* Estratto della fonte:

Uno dei ginecologi esce allo scoperto

Per quattro volte la nostra cronista si è recata in consultori e ospedali di Genova con un certificato dove si diceva che era in gravidanza e chiedendo di abortire. In nessun caso - come ha raccontato nell’inchiesta pubblicata mercoledì dal Giornale - è stata scoraggiata a farlo, come prevede la legge 194. Nei primi due consultori e in un ospedale le viene solo ricordato che per avere il certificato di aborto (il via libera all’operazione) bisogna prima sottoporsi a una visita, in un altro consultorio il certificato di aborto è rilasciato dal medico.
Quel ginecologo ieri si è messo in contatto con il Giornale per ricordare che «sì, è vero, ho rilasciato il certificato di aborto, ma dopo averlo fatto ho ricordato alla signora che il Centro di aiuto alla vita di Genova si trova in via Caffaro e ho aggiunto che esistono dei metodi contraccettivi per evitare gravidanze indesiderate».

* Dati registrati:
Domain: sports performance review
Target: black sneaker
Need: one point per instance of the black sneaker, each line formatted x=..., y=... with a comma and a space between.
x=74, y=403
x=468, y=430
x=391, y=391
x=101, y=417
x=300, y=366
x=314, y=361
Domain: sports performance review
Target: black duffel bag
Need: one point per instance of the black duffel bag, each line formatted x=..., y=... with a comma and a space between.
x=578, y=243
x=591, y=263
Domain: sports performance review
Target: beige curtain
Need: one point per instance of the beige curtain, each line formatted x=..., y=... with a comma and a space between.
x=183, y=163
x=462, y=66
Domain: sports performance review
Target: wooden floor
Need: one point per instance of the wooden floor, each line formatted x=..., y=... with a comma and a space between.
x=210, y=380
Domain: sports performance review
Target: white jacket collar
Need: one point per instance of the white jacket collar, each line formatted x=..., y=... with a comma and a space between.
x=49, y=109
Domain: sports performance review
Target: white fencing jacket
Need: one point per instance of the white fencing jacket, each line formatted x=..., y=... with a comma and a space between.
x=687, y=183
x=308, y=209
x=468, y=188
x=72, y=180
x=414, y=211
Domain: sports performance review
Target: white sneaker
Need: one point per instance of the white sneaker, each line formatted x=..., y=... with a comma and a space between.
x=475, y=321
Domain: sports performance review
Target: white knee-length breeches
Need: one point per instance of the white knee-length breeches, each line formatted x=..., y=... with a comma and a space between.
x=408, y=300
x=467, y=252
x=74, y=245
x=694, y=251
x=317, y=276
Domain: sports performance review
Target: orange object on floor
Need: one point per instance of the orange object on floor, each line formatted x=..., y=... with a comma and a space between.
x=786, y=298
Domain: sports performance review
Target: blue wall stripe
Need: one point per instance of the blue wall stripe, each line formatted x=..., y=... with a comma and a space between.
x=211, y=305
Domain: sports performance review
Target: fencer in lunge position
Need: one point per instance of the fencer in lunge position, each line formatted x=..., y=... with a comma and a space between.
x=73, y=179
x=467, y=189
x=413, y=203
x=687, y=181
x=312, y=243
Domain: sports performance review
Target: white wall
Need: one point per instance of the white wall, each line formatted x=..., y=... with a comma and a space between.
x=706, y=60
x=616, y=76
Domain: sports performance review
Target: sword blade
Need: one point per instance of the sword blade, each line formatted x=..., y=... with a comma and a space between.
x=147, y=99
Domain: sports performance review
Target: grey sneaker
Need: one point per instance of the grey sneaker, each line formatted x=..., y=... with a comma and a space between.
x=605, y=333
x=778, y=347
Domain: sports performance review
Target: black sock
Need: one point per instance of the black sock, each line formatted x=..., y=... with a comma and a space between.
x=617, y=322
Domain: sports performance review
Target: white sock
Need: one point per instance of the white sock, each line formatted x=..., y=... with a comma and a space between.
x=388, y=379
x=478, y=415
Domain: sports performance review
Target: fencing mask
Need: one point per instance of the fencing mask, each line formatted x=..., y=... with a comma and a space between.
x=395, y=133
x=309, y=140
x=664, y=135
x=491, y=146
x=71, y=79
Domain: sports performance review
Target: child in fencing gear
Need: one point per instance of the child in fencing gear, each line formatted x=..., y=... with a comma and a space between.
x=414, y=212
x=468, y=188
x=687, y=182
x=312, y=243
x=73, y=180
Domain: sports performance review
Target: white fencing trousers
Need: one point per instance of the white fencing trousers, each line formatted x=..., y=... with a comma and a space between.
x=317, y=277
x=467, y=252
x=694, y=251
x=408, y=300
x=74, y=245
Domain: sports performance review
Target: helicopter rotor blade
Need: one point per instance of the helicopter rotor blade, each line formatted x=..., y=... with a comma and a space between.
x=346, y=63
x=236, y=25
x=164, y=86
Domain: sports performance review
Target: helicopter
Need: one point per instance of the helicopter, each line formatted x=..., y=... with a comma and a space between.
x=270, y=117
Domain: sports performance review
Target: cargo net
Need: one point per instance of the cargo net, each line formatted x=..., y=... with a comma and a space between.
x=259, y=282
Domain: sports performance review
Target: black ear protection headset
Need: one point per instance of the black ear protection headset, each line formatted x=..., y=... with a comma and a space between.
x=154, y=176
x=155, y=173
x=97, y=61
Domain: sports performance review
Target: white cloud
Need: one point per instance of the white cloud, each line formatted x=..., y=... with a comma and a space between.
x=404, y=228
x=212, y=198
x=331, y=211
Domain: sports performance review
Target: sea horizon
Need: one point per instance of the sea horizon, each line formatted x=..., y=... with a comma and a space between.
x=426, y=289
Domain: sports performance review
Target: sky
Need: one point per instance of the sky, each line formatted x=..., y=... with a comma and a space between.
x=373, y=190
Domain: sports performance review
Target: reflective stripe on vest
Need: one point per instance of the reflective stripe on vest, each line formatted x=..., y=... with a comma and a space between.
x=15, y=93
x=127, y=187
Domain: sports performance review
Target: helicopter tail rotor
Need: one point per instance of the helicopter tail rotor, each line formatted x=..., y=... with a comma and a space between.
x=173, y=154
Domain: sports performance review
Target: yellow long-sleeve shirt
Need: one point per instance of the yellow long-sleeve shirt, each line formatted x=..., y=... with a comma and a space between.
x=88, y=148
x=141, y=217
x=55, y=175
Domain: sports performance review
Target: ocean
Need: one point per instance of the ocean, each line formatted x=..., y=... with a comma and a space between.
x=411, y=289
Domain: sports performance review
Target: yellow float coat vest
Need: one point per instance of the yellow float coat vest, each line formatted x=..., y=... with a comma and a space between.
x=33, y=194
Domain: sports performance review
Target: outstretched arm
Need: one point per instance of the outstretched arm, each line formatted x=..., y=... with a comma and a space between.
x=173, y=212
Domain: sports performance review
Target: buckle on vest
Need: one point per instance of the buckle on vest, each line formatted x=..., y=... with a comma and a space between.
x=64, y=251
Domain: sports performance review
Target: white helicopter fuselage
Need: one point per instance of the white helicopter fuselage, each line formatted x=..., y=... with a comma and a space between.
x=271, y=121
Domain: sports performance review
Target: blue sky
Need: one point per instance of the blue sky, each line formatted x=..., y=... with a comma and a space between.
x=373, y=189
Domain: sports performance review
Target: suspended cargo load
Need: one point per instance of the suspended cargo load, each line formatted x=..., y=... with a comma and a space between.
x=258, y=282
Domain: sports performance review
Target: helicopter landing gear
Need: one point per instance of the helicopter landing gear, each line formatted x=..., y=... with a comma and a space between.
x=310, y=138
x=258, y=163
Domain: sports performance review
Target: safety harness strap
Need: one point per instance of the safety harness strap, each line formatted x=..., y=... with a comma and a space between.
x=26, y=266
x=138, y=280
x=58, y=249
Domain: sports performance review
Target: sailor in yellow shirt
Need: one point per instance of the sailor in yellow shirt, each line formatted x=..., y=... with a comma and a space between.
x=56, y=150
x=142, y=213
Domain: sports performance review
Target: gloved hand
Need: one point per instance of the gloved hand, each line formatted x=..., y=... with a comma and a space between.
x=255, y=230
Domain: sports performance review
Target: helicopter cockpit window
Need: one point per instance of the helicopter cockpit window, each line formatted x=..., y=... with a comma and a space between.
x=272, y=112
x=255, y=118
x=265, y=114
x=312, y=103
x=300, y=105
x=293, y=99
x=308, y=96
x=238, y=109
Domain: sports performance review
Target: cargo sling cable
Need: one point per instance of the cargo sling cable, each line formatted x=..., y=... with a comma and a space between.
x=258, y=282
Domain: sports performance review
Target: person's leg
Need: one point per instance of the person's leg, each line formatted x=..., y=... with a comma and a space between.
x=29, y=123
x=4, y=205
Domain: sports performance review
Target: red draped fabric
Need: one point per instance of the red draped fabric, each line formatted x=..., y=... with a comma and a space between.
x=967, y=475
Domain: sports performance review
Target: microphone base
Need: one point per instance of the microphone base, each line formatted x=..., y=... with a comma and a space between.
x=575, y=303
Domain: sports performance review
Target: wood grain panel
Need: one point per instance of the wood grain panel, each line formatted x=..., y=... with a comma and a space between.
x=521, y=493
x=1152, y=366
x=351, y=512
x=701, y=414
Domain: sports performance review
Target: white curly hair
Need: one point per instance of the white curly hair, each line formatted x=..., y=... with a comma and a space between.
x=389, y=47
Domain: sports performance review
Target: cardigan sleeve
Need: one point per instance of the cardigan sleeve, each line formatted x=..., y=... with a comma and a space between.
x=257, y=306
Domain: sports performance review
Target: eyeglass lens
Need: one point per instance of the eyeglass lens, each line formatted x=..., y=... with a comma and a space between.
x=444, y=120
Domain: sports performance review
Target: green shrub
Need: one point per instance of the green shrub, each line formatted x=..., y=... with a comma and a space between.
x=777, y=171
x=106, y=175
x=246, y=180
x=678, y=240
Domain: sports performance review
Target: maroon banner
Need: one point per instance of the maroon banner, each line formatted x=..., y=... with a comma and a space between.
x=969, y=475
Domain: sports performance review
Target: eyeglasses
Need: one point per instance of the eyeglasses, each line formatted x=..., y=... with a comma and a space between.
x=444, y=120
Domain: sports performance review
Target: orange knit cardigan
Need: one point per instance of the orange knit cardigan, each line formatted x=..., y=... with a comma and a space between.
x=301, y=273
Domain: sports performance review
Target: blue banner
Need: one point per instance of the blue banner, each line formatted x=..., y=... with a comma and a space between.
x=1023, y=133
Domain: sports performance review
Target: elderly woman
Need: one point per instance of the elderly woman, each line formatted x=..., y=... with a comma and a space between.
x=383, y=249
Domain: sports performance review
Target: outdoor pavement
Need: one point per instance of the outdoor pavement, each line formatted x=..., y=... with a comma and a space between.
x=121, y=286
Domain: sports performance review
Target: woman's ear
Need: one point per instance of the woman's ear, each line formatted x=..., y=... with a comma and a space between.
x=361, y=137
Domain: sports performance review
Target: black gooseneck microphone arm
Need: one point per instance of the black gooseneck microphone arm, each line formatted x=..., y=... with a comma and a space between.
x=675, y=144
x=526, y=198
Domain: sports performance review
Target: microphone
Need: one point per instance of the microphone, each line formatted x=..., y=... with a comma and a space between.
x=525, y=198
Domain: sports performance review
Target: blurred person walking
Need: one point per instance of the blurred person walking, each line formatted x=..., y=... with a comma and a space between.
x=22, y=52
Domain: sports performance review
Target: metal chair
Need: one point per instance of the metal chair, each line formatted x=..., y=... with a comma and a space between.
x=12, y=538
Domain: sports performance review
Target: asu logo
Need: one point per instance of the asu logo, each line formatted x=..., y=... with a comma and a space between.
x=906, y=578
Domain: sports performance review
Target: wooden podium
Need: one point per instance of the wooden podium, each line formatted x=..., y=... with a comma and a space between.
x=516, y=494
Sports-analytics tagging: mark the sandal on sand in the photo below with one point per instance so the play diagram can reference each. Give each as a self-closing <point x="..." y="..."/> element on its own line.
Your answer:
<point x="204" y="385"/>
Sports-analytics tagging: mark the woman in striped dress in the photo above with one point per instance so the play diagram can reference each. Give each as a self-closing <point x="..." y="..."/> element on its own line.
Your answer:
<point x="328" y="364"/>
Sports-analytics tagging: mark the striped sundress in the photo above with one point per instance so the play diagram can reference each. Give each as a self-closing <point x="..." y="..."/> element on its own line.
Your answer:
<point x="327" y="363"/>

* Compito: Riprendi l'articolo sui consultori di Genova dopo la sua ultima frase e proseguilo. Le voci raccolte non servono per svolgere il lavoro.

* Spazio risposta:
La legge prevede invece che chi opera nei consultori - dopo aver chiesto le cause che hanno spinto la donna a decidere di abortire - debba adoperarsi perché questi problemi (economici, di famiglia, psicologici) siano risolti. Il ginecologo ricorda di essersi informato sui motivi per cui la donna aveva deciso di interrompere la gravidanza. «Personalmente sono contrario all’aborto - racconta ancora il ginecologo - ma esiste una legge dello stato che lo prevede. Nel caso in questione, ho controllato i documenti della signora che avevo di fronte, erano in regola.

Le ho chiesto perché voleva abortire e mi ha risposto che aveva dei problemi economici. Ogni giorno assistiamo a dei veri e propri drammi legati a una scelta così difficile: la prospettiva di crescere un figlio in una situazione di precarietà. È una cosa che angoscia e che noi dobbiamo considerare».